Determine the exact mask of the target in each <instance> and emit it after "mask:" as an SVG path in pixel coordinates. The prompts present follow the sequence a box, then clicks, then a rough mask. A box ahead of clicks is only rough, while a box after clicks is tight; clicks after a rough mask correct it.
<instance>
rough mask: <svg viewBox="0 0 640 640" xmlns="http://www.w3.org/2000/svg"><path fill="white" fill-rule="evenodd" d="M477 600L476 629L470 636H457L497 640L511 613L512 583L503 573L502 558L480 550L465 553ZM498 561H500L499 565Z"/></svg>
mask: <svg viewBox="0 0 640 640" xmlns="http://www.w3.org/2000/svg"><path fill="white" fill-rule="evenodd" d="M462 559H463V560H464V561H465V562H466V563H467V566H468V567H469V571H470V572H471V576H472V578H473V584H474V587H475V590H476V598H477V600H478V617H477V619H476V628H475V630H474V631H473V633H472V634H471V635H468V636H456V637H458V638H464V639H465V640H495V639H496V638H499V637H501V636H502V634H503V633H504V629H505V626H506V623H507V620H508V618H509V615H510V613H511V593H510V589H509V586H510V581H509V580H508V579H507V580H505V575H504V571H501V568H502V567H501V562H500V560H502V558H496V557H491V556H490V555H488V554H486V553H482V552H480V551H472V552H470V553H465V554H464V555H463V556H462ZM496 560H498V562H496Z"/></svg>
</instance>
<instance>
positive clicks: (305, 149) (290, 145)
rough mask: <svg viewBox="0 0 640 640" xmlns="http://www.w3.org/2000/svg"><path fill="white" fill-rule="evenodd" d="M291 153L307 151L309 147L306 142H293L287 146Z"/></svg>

────────

EXERCISE DIRECTIONS
When the word "instance" shows up in a line of the material, count that line; report only the final number.

THE COMPLETED TASK
4